### Problem statement
Reproduce the listing below verbatim.

[Data records]
---------------

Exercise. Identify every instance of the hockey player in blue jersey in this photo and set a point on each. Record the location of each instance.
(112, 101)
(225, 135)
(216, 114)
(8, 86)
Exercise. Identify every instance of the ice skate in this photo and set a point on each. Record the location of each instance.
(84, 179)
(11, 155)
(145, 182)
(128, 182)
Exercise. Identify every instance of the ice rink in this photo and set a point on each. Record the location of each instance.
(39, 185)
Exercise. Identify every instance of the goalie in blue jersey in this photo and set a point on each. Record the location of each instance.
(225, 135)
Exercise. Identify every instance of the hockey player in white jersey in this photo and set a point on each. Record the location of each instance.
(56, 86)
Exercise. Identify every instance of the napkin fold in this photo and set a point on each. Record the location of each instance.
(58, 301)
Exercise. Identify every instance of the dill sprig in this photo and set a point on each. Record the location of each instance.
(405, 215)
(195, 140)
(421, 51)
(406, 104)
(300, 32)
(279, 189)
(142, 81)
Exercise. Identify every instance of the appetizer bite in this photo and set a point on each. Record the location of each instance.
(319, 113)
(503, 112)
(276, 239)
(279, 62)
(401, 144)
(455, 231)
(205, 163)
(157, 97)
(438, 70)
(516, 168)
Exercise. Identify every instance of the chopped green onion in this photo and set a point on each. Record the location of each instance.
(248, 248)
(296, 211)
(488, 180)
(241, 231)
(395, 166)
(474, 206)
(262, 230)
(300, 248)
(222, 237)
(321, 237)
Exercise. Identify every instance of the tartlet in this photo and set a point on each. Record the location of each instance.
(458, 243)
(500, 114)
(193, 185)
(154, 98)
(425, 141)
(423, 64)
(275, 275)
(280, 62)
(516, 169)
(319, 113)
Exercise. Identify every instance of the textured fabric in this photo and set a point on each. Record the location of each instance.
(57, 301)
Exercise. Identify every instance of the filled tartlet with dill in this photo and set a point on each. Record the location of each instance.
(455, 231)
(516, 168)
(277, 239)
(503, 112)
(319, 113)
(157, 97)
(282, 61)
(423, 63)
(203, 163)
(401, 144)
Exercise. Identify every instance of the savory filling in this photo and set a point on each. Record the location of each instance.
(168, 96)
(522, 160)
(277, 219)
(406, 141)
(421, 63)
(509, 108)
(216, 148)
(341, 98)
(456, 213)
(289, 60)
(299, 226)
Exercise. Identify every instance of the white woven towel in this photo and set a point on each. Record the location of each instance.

---------------

### Full solution
Exercise. Identify every instance of the hockey player in blue jersey in this photo and set a point on each. Record the location of each instance.
(112, 101)
(225, 135)
(216, 114)
(8, 86)
Exercise. Identify every instance of the ice skate in this photo and set a point on each. Record the location of each instance.
(84, 179)
(11, 155)
(145, 182)
(128, 182)
Exercise. Identify every instance of the ice rink in this photo and set a point on each. Record the location of each instance.
(39, 185)
Exercise. Identify every instance of the goalie in blue jersey in this photo and set a point on each. Record the location of each instance.
(225, 135)
Exercise. Identify every instance of the hockey player in white jersey in this photo and set a point on each. Record the location of each instance.
(56, 86)
Exercise. Identify every instance of the napkin fold in this photo and set a point on each. Record the location of each instance.
(58, 301)
Exercise. Identify every instance of the dill sprig in this photo and set a point on each. Record the location of each instance.
(405, 215)
(195, 140)
(421, 51)
(406, 104)
(300, 32)
(279, 189)
(142, 81)
Exercise. Identify every instance of the appetizer bite in this photo and set a point on each. Record the location of each instance.
(319, 113)
(503, 112)
(276, 239)
(279, 62)
(401, 144)
(455, 231)
(205, 163)
(157, 97)
(438, 70)
(516, 168)
Exercise. Identify every instance of the chopped green onion in this photo and set a point on each. Record the location of each instance.
(248, 248)
(296, 211)
(488, 180)
(241, 231)
(395, 166)
(474, 206)
(262, 230)
(300, 248)
(222, 237)
(321, 237)
Exercise. Identify every instance of the tartlet in this photo and set a point on each. Record the location of each instance.
(458, 243)
(500, 114)
(193, 185)
(154, 98)
(425, 141)
(423, 64)
(275, 275)
(280, 62)
(516, 169)
(319, 113)
Exercise. Identify every instance of the textured fabric in this photo and set a point on each. Record the location of each instance.
(57, 301)
Exercise. Identify every instance of the filled tartlet with dill in this photo and set a point on each. Record the location of each instance.
(455, 231)
(516, 168)
(277, 239)
(503, 112)
(319, 113)
(157, 97)
(282, 61)
(423, 63)
(203, 163)
(401, 144)
Exercise. Identify every instance of the savory filling in this photo and set a point on each. Record the location of each instance.
(168, 96)
(522, 160)
(277, 219)
(406, 141)
(421, 63)
(509, 108)
(216, 148)
(341, 98)
(456, 213)
(289, 60)
(299, 226)
Exercise. Identify every instance of the white woven towel in this photo and set a point on each. Record the location of each instance.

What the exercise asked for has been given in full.